◆ EXERCISE REQUIREMENTS: Reproduce the listing from the line with "Task: the pointer indicates each instance of the sunlit" up to and including the line with "[[702, 164]]", unchanged.

◆ DATA IN THIS EXERCISE:
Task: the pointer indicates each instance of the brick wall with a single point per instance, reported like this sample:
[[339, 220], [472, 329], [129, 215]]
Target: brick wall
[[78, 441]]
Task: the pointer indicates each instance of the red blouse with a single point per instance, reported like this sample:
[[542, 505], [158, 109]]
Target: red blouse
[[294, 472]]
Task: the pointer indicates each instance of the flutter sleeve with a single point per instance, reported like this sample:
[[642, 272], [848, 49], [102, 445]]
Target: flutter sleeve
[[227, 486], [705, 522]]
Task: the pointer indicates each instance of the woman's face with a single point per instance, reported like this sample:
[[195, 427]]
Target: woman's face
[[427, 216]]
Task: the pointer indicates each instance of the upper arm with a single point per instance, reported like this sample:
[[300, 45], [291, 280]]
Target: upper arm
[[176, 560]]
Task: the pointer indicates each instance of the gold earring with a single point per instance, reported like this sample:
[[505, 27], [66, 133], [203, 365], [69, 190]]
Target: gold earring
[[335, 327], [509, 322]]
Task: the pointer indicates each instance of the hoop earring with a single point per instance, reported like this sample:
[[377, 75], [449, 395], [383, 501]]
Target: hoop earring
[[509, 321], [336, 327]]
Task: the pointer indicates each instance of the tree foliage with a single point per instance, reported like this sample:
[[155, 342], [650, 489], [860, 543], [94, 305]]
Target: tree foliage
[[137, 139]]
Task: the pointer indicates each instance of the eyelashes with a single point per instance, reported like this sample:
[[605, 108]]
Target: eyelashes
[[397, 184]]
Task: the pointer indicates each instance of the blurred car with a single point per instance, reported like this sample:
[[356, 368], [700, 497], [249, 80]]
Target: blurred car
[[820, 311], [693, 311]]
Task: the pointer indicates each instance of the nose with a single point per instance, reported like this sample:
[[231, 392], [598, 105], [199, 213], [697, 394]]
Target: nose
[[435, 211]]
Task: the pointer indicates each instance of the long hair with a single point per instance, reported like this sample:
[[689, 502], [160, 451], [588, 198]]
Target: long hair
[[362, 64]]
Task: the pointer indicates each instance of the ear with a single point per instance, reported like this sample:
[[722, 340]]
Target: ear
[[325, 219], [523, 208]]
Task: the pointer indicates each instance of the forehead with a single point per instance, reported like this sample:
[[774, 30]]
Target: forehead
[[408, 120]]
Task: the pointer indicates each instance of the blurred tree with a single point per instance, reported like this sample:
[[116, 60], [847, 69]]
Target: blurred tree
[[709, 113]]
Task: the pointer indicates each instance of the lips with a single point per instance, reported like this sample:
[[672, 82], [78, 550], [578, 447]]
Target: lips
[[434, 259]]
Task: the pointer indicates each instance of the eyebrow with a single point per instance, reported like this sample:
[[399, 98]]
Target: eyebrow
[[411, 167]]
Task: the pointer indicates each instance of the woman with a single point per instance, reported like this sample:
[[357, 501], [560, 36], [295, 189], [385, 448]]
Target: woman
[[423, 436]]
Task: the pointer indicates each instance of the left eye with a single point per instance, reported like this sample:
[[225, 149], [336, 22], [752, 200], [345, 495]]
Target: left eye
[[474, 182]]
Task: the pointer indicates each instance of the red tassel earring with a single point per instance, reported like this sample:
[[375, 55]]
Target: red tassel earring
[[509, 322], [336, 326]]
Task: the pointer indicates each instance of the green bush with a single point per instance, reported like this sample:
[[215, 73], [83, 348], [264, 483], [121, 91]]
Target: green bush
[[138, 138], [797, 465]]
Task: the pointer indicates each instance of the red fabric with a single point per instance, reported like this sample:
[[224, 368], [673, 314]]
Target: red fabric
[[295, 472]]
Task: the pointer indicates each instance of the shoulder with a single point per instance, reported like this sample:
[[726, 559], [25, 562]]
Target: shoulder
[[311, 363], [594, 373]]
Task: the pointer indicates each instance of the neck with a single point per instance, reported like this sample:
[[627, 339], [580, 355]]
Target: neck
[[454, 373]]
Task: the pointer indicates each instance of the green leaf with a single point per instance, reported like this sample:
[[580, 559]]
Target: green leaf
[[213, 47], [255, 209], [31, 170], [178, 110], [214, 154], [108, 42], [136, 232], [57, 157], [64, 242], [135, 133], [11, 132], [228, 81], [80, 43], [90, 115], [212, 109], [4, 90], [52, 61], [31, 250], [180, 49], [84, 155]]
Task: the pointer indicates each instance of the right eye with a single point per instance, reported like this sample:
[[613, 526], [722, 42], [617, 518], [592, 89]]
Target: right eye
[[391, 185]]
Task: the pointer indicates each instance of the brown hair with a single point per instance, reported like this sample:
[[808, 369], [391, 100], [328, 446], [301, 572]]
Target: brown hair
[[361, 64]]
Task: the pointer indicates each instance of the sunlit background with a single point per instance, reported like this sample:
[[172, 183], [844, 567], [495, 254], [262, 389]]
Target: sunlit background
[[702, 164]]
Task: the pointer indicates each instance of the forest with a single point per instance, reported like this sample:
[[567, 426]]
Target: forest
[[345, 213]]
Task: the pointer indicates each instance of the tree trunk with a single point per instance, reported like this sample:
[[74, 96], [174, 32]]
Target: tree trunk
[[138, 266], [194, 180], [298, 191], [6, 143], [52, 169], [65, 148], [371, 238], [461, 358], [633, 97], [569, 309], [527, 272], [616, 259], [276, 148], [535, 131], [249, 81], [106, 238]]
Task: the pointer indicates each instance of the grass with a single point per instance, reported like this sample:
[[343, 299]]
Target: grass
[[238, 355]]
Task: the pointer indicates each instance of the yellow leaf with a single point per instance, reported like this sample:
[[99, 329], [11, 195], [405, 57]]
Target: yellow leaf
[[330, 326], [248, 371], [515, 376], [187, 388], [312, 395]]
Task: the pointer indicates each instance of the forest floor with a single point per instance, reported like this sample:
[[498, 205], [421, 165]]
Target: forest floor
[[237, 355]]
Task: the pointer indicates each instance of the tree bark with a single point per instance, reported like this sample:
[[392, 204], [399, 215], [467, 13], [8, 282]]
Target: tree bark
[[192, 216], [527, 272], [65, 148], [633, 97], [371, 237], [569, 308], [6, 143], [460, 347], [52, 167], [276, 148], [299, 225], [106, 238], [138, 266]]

◆ THE REPLY:
Task: the pointer indicates each instance of the sunlit background with a single point per instance, reported like this sample:
[[172, 183], [844, 567], [495, 254], [262, 389]]
Target: sunlit background
[[702, 164]]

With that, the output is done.